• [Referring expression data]

______

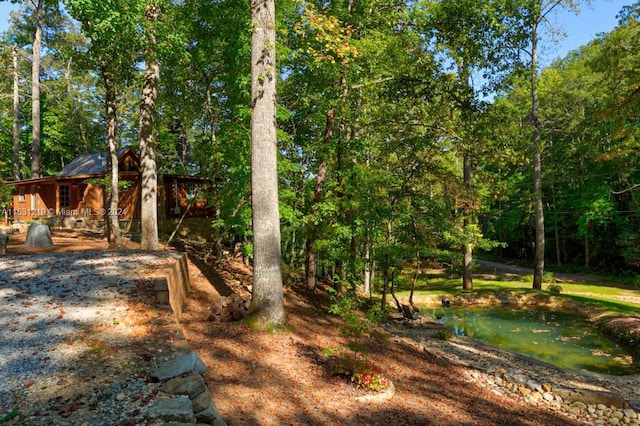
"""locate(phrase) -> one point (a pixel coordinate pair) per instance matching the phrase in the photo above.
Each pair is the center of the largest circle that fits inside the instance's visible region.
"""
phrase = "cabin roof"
(89, 164)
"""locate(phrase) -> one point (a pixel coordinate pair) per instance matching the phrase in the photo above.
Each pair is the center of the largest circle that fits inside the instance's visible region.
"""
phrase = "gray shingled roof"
(89, 164)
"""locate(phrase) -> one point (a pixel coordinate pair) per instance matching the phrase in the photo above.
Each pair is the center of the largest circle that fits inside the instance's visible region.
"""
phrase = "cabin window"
(33, 198)
(65, 199)
(193, 190)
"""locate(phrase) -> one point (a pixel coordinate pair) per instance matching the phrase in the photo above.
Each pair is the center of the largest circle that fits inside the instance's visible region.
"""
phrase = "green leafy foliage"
(357, 327)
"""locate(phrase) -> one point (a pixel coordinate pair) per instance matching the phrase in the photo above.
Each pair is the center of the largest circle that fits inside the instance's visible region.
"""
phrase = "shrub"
(555, 288)
(442, 335)
(357, 328)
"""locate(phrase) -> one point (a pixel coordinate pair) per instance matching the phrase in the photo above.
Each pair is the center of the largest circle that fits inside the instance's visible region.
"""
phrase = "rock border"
(188, 399)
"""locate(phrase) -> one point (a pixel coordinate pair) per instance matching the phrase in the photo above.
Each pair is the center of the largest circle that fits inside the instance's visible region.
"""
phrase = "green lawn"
(613, 299)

______

• [Assignment] Once the pictures are set aside, write out the entries verbatim.

• [Final answer]
"""locate(phrase) -> one point (a pixel coordinate pair) per instance matching the phrase in the photo above.
Each pair is the center of the largest circle that fits inside the instance's visible region.
"""
phrase = "cabin roof"
(89, 164)
"""locate(phrase) -> one point (a pixel coordinate pair) per instance matching the phrase in the photo above.
Each pair is the center of the largest circle that fits inside the instance's visible region.
"""
phrase = "gray shingled roof"
(89, 164)
"""locate(phrase) -> one point (a pixel coordinate pair) per instance matching the phrase in the photo above.
Each pair is the center of the largest circle that fits inside the instance's visible region.
"""
phrase = "cabin window"
(33, 198)
(65, 199)
(193, 190)
"""locate(phrase) -> one point (a pixel coordinate pair) per instance matching the phrase in the photo above.
Each pair is the center of the largest circle that fits inside the instance's visible region.
"""
phrase = "green leafy foliage"
(357, 327)
"""locate(phrase) -> one point (a pixel coordinate pair) per instance matching the phrase in the photo above.
Each pair is the center of the largest circle that fits inside the instance's visible region.
"""
phrase = "shrub"
(555, 288)
(442, 335)
(357, 328)
"""locate(phrase) -> one point (a pixel coordinate pair) per instance matching the phrase in the photo above.
Each pair is the center of the largest circle that fits inside the instance's visible region.
"""
phrase = "rock border"
(188, 399)
"""locate(phrase) -> one point (a pixel coordinate pair) per instance matching the phrase in the photo above.
Each pair is the center of the largest circle that fits inside the instance's visible region.
"""
phrase = "green lawn"
(613, 299)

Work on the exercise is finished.